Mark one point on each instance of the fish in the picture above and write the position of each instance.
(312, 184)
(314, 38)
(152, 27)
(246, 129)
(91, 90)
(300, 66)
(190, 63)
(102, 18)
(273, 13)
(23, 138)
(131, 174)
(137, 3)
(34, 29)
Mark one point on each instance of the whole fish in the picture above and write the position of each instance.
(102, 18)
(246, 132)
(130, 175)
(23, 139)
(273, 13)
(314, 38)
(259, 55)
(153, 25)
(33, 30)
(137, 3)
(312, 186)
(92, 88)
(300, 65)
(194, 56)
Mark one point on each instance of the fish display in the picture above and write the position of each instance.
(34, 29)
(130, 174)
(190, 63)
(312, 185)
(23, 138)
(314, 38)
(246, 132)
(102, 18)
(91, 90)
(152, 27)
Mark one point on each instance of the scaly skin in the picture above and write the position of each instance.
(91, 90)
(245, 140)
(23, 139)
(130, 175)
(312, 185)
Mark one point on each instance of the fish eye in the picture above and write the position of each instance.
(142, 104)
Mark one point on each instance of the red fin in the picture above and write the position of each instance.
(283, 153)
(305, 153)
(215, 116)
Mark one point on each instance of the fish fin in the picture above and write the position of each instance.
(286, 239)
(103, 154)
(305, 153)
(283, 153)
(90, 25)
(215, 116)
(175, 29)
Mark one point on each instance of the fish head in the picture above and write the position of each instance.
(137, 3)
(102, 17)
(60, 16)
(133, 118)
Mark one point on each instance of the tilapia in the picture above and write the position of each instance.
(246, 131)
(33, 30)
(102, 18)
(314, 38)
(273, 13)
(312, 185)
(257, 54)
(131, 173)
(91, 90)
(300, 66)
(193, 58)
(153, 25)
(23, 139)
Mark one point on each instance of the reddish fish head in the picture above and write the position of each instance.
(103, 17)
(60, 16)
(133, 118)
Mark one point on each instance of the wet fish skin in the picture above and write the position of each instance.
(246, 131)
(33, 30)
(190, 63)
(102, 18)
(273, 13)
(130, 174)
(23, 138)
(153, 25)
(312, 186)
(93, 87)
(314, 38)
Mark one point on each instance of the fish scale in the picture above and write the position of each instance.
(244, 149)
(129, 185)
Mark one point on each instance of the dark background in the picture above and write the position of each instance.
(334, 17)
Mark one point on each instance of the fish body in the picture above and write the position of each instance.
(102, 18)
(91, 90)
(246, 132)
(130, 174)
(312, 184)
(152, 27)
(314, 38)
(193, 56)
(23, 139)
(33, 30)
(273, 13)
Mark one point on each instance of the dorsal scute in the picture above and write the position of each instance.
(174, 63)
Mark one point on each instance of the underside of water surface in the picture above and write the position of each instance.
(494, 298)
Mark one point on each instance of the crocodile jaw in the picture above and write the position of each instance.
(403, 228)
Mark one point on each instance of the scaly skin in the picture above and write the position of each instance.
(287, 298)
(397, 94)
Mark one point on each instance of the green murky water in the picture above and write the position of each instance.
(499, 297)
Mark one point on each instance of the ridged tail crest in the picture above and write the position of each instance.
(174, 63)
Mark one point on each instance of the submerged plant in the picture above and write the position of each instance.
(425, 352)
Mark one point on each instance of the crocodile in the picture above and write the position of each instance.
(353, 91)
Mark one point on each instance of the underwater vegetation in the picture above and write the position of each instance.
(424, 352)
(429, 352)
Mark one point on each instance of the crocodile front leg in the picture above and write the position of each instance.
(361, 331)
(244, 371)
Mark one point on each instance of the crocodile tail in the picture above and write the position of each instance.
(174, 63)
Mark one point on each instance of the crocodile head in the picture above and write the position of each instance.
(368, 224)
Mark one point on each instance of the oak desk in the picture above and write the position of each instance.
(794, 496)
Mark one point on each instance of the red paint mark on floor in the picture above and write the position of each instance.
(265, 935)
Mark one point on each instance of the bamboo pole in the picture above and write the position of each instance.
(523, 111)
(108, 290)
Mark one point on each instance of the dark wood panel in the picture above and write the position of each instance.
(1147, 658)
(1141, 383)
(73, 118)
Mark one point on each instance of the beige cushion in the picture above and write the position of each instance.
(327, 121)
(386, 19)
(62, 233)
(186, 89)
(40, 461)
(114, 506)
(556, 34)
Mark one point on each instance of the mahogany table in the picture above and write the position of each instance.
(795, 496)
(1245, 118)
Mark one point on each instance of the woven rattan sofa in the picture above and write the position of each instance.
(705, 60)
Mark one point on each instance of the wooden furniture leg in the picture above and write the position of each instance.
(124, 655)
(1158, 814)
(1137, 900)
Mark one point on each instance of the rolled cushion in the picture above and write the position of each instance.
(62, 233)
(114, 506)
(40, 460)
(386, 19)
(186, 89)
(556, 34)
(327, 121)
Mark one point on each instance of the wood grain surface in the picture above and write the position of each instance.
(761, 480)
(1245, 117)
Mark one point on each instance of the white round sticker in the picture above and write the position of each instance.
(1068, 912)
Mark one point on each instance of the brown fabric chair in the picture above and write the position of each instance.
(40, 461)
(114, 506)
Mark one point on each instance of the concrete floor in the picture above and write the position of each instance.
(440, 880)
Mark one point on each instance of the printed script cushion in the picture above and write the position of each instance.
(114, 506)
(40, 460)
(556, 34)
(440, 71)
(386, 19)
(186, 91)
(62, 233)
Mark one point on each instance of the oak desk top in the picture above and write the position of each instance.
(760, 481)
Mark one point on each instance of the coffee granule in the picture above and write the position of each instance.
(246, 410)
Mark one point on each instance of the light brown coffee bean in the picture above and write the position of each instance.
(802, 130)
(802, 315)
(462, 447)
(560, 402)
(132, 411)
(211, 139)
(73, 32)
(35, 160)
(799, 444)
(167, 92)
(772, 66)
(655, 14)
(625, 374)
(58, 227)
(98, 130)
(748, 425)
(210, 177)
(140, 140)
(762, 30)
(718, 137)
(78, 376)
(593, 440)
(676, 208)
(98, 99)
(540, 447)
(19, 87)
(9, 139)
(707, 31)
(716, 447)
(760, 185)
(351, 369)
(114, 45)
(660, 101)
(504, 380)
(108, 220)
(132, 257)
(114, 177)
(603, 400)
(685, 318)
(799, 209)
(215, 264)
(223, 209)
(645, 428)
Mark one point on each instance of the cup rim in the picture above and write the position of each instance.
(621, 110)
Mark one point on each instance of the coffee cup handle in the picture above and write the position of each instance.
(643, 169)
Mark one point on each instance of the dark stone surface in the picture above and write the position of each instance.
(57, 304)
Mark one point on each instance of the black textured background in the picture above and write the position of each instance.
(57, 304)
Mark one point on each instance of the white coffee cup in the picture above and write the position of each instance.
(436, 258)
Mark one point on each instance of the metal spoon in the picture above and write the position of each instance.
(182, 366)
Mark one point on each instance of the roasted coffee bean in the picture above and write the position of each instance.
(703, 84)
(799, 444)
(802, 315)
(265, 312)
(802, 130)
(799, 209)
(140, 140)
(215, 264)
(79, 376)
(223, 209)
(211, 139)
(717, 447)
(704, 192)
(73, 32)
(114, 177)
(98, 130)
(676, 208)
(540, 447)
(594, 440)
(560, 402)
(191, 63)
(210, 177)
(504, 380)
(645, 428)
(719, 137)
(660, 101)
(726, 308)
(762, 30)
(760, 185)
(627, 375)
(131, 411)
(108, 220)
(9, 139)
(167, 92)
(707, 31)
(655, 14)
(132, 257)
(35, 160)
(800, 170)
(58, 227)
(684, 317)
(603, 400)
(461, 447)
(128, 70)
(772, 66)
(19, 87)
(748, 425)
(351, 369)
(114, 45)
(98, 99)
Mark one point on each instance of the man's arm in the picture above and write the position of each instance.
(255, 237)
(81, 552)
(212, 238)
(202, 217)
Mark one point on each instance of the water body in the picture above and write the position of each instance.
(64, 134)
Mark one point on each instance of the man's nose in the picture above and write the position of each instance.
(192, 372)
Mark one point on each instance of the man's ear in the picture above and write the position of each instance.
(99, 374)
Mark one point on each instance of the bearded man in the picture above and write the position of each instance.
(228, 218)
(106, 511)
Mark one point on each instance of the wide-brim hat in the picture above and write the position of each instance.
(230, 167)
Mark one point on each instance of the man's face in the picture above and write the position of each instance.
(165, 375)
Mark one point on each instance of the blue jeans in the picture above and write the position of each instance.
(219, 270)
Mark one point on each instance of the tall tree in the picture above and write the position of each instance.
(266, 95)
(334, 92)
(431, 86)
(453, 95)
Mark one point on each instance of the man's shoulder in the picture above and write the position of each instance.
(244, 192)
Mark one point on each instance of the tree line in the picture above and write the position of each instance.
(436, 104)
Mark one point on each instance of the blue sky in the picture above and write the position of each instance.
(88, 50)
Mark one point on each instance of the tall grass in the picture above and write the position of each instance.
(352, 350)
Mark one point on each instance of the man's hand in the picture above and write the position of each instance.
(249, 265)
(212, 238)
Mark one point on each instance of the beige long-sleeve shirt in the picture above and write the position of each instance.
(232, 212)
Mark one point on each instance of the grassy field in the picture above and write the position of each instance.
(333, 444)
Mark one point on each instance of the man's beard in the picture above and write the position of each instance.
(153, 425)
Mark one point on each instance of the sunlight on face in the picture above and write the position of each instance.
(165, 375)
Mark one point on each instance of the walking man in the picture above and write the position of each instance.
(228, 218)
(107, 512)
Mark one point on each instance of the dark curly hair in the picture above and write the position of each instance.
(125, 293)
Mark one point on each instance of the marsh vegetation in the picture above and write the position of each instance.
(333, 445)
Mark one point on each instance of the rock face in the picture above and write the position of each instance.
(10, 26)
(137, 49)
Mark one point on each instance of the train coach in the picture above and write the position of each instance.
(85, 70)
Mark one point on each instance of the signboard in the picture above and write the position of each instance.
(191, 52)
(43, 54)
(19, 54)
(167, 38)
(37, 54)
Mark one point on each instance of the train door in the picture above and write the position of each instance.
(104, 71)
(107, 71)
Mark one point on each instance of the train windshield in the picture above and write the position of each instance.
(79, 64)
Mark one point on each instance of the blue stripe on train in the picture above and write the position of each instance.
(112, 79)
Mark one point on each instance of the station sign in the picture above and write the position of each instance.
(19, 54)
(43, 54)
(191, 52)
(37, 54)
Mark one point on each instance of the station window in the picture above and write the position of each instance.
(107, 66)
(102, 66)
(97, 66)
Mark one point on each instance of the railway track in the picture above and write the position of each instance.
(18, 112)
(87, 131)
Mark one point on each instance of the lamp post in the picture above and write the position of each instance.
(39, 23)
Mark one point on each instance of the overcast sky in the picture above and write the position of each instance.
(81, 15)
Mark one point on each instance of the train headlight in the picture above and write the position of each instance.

• • • • • • •

*PROBLEM TO WORK ON*. The answer should consist only of the lines from the one with "Mark one point on each instance of the overcast" to the final line of the records above, retyped word for word.

*RESULT OF THIS TASK*.
Mark one point on each instance of the overcast sky in the picture above and write the position of each instance.
(81, 15)
Mark one point on each instance of the train headlight in the picture above and write the position of each instance.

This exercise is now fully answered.